:: Problem to work on ::
List every line of the items below that contains the word "flag".

* begin *

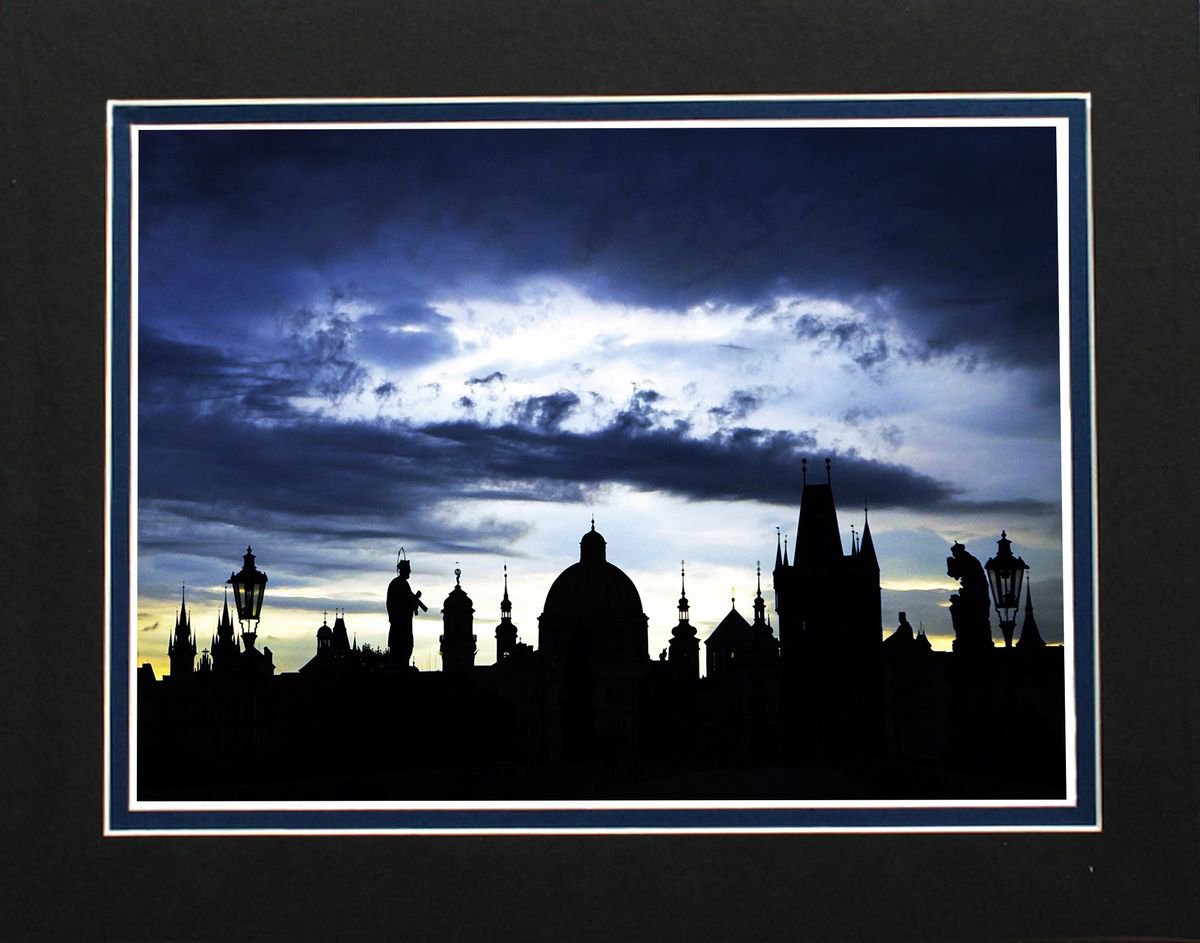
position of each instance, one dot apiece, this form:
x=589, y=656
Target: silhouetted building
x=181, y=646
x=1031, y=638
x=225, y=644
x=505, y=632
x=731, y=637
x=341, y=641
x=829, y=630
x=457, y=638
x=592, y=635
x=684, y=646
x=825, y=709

* end *
* begin *

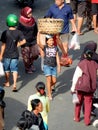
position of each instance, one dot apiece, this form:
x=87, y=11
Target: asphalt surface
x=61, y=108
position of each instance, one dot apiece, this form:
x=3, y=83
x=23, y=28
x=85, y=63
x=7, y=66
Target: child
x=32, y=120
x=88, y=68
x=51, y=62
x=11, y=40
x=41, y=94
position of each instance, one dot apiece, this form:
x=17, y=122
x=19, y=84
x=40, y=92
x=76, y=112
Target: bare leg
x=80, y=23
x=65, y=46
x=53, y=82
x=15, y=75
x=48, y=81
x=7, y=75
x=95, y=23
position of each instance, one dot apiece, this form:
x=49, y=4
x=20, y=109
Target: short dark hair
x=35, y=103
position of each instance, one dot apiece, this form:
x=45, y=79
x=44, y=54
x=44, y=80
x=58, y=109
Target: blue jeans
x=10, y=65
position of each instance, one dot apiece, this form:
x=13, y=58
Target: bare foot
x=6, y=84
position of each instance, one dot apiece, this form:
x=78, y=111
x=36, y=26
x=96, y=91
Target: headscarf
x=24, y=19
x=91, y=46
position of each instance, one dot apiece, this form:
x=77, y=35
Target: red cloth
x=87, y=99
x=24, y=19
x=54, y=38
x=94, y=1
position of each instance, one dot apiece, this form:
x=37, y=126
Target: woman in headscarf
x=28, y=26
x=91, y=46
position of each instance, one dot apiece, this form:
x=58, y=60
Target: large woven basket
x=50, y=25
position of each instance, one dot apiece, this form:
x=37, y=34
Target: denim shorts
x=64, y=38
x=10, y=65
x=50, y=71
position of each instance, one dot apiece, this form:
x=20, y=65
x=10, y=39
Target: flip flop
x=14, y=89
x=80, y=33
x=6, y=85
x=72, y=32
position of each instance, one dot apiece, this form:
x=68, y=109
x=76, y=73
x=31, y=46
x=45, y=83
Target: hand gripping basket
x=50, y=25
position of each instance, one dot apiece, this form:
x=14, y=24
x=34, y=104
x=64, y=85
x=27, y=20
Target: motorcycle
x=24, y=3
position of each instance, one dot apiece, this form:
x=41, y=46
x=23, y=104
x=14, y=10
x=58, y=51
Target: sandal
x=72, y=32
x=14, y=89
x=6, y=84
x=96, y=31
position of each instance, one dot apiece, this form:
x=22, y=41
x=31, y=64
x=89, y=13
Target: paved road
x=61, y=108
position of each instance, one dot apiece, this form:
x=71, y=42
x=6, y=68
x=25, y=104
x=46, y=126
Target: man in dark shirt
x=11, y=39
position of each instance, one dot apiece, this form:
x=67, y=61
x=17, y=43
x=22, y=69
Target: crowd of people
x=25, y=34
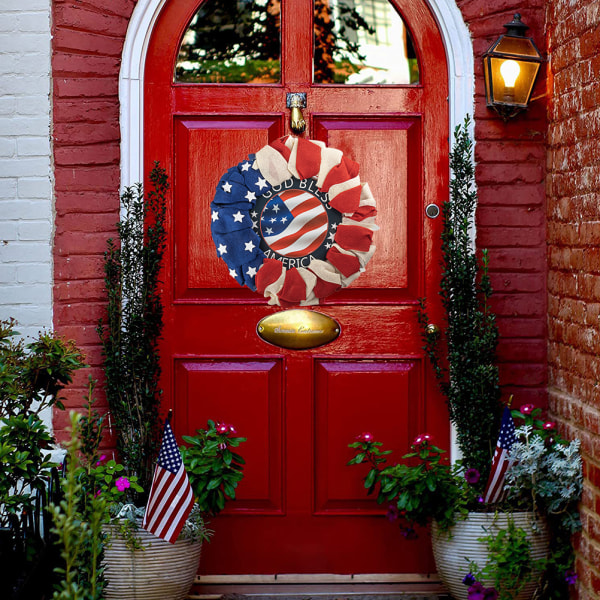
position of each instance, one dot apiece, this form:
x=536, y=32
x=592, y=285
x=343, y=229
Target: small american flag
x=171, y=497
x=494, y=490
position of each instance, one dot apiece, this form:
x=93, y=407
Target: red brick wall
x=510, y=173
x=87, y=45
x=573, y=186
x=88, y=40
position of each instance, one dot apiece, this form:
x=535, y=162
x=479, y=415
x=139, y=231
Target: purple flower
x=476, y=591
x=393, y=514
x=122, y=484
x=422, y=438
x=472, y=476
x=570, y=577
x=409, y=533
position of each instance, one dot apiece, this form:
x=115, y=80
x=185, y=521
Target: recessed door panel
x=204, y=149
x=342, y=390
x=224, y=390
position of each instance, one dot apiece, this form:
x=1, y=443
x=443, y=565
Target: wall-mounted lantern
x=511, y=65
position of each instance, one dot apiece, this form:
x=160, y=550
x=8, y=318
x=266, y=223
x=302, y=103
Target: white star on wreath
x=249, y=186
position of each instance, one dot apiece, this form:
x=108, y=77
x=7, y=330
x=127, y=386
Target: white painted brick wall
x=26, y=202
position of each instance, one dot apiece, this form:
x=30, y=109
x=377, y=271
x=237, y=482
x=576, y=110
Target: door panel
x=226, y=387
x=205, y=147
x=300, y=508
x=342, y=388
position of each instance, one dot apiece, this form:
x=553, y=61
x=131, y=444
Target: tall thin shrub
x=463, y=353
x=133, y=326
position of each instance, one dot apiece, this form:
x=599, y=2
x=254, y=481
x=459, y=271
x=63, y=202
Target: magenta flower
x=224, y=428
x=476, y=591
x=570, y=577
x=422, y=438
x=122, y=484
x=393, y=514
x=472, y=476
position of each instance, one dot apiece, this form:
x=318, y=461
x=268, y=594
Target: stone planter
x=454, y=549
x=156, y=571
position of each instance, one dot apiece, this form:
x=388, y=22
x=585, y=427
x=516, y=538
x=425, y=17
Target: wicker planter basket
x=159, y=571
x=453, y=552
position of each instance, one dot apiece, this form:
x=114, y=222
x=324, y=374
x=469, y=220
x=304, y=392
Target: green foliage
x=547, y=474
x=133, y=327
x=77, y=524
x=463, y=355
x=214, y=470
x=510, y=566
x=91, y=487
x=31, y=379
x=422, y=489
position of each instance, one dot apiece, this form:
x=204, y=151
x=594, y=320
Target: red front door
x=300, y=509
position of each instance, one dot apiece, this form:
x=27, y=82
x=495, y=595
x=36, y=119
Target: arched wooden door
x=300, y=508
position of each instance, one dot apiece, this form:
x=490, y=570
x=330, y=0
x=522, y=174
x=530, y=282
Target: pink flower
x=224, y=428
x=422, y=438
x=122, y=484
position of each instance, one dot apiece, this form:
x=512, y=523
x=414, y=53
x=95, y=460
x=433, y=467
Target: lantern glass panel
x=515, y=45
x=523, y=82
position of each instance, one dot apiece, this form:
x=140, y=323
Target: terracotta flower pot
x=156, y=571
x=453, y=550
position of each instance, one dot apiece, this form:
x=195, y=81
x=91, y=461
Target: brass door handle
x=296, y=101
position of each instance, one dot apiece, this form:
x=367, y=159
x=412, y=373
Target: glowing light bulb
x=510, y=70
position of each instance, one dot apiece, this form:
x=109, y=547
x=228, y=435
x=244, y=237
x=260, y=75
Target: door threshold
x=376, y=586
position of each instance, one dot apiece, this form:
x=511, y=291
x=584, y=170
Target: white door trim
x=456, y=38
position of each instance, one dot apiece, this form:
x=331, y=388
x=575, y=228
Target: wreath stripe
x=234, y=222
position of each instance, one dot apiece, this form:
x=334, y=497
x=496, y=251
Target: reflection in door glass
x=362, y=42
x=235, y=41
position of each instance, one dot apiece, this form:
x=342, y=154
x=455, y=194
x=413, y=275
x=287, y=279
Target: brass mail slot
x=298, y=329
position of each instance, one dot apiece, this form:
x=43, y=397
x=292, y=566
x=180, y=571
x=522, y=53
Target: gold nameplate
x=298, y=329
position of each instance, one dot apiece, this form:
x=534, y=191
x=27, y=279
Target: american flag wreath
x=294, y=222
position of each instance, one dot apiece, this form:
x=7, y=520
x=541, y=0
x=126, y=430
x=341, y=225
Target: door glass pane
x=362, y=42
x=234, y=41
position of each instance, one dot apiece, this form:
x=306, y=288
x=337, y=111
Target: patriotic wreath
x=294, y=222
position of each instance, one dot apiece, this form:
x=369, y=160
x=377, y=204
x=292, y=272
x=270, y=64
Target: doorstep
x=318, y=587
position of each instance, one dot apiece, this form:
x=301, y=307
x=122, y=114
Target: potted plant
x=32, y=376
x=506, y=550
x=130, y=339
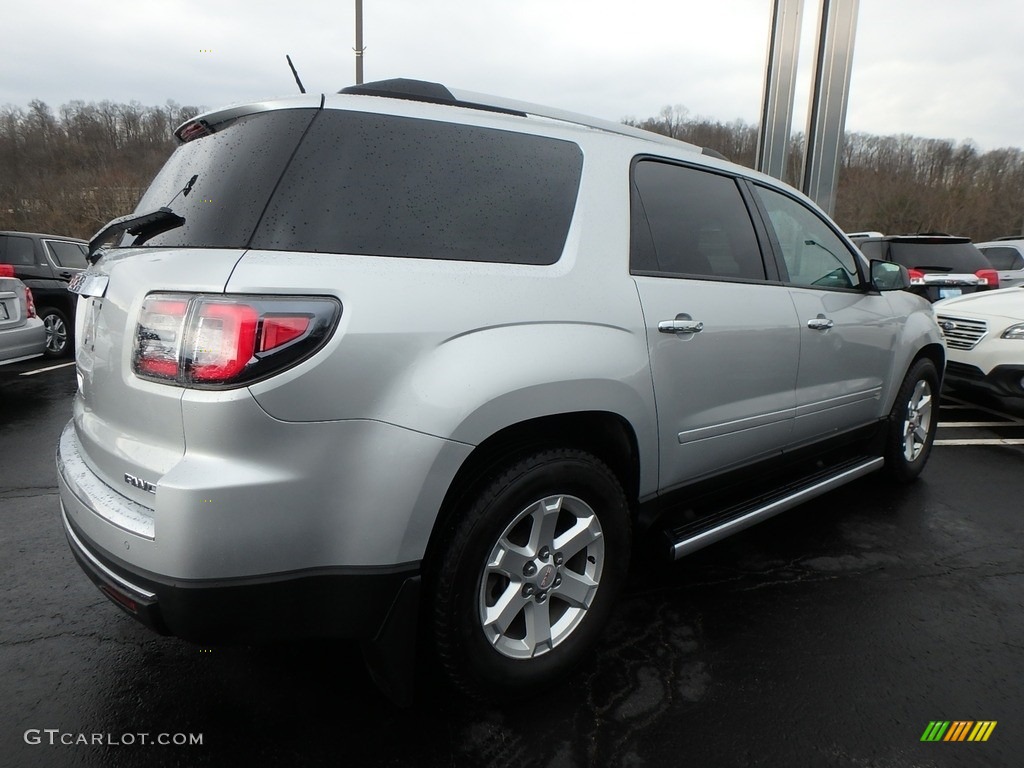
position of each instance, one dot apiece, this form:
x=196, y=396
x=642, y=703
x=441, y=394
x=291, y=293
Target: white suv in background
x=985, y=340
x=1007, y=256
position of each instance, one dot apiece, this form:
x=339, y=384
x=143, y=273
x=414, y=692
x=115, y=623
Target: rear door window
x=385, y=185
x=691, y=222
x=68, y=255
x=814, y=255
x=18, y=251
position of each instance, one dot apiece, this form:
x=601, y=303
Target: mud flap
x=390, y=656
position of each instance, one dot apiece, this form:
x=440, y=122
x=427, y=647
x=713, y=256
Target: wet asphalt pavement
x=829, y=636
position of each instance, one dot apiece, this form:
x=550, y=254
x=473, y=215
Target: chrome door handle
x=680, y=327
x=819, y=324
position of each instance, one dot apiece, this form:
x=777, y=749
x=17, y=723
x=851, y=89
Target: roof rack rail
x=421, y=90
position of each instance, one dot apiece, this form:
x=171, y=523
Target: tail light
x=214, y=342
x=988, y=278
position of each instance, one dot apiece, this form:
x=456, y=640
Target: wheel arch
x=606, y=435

* end *

:: Solution for this exercise ::
Target: small american flag
Target: american flag wreath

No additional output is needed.